## What to do:
Starting at the line that contains "In every <instance>" and stopping after the line that contains "positive clicks: (34, 276)", rewrite the lines below as a JSON list of strings, one string per line, with blank lines left out.

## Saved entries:
■ ■ ■ ■
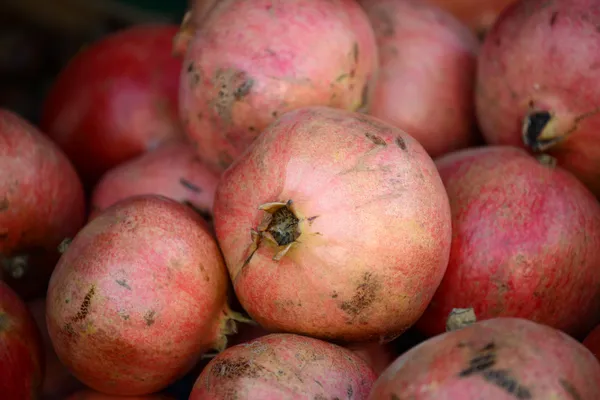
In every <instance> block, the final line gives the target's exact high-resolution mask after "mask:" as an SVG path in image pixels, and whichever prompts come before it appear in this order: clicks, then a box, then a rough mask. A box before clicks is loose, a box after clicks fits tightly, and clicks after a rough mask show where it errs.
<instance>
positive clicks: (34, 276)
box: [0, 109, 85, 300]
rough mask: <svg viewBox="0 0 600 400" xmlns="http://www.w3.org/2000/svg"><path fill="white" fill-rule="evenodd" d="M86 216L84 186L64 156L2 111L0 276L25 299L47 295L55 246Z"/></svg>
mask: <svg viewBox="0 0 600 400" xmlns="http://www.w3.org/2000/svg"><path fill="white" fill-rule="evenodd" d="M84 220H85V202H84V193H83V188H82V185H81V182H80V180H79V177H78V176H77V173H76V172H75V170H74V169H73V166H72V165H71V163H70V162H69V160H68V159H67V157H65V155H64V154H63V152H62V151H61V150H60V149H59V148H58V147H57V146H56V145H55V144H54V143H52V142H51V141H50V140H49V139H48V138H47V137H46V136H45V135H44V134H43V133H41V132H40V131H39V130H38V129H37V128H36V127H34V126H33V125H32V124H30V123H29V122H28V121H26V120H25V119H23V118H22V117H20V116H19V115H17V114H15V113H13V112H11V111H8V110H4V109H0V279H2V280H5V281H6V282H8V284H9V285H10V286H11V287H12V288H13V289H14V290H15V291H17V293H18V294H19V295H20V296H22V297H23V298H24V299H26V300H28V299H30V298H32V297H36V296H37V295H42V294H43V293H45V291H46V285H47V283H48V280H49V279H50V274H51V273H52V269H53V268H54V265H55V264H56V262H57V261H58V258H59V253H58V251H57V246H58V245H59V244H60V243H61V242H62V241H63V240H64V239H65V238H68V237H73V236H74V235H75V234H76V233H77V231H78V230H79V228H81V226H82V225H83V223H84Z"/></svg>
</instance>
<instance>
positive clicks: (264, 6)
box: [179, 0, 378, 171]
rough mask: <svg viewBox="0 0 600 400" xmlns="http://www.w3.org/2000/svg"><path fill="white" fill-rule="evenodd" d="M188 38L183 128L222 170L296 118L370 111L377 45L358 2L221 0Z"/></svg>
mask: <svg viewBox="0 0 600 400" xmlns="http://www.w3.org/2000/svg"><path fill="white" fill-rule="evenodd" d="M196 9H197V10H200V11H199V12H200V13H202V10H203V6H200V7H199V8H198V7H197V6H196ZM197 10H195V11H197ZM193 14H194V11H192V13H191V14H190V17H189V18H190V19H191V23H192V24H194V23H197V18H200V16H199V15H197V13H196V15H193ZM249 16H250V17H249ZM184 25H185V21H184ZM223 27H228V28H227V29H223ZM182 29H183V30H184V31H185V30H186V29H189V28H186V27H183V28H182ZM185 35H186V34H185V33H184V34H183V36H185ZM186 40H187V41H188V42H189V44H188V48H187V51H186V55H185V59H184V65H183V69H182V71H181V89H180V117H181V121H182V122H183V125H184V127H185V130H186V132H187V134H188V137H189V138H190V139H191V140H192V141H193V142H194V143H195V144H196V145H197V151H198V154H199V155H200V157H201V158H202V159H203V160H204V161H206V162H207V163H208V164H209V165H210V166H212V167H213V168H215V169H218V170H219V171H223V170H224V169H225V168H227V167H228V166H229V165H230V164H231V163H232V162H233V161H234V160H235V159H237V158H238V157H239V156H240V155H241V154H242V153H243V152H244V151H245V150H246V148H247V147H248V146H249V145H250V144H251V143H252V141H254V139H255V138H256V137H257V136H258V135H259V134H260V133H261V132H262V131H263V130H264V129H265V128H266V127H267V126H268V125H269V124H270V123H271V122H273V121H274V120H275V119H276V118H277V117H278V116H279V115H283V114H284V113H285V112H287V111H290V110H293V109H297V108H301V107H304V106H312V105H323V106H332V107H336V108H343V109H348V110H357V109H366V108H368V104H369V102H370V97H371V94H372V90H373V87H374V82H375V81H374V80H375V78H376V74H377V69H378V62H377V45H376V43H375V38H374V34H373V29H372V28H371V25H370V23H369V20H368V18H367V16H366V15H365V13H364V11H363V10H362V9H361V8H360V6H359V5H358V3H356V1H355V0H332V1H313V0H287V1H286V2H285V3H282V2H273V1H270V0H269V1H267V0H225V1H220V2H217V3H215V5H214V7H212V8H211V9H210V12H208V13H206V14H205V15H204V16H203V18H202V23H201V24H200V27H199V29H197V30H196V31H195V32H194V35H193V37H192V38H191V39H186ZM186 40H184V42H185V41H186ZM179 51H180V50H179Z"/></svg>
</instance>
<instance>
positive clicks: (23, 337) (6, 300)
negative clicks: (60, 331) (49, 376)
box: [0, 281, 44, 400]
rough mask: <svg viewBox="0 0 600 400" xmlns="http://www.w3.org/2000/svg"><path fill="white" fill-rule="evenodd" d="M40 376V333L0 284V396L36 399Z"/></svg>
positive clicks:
■ ■ ■ ■
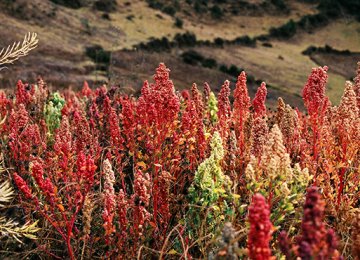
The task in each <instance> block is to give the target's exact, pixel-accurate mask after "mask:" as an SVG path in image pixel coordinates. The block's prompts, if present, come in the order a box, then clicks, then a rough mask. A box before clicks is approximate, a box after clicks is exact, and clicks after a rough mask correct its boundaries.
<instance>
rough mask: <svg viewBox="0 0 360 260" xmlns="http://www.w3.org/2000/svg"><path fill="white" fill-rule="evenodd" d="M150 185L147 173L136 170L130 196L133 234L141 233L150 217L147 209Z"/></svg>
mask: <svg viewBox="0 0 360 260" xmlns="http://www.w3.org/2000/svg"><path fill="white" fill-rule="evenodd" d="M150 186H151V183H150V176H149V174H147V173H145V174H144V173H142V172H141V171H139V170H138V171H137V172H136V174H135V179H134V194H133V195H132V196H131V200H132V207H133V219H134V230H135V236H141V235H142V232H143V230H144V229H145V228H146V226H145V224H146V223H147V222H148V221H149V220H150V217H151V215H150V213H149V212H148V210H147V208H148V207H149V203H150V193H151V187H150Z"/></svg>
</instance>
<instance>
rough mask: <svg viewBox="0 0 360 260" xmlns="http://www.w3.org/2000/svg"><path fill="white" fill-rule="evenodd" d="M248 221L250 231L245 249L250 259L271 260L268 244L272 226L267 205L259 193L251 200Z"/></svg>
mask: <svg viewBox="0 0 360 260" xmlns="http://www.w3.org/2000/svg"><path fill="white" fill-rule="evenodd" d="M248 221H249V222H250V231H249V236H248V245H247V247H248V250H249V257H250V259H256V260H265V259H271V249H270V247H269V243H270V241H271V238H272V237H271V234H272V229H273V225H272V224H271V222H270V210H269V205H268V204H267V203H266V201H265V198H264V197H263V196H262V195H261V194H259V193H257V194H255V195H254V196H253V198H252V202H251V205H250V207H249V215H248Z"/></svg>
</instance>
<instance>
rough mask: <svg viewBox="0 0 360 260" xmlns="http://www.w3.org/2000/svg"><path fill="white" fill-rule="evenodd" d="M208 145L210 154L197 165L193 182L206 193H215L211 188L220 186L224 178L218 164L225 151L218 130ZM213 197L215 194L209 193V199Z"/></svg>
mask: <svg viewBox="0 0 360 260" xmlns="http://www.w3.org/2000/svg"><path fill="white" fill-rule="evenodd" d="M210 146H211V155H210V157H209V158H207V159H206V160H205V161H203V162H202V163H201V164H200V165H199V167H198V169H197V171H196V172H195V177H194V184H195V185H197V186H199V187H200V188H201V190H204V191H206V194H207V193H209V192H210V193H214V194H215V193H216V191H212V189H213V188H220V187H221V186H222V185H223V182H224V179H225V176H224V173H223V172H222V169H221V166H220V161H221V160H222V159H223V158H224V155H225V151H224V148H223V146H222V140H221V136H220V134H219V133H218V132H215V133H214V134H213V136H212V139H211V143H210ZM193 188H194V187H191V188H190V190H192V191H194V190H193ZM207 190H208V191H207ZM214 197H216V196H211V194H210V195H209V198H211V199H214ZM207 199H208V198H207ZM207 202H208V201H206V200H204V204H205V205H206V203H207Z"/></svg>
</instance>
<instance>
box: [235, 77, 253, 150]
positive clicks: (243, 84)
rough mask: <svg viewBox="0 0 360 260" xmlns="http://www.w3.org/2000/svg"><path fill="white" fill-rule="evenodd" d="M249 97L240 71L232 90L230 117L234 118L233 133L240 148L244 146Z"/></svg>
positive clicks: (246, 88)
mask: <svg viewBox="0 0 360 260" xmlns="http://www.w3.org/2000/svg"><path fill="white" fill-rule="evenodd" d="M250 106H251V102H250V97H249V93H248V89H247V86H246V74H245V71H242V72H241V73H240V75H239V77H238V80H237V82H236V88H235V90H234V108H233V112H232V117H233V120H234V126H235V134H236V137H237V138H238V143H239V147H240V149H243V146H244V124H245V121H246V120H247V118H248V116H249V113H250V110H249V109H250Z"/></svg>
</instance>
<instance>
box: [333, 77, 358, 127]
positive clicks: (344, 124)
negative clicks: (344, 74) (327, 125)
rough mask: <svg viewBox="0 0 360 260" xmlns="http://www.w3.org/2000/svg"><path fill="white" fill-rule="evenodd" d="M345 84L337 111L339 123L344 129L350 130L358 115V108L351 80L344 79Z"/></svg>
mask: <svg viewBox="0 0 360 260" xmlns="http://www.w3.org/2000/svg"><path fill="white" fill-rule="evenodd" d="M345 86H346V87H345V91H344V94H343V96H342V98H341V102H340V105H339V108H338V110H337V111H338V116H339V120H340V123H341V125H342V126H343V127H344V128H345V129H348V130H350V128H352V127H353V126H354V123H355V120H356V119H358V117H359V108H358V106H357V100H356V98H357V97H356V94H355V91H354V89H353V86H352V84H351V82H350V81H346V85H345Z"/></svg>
■ ■ ■ ■
## Final answer:
[
  "In every <instance> block, the final line gives the target's exact high-resolution mask after \"mask:\" as an SVG path in image pixels, and whichever prompts come before it appear in this order: clicks, then a box, then a rough mask. A box before clicks is loose, a box after clicks fits tightly, and clicks after a rough mask show where it errs.",
  "<instance>",
  "positive clicks: (34, 276)"
]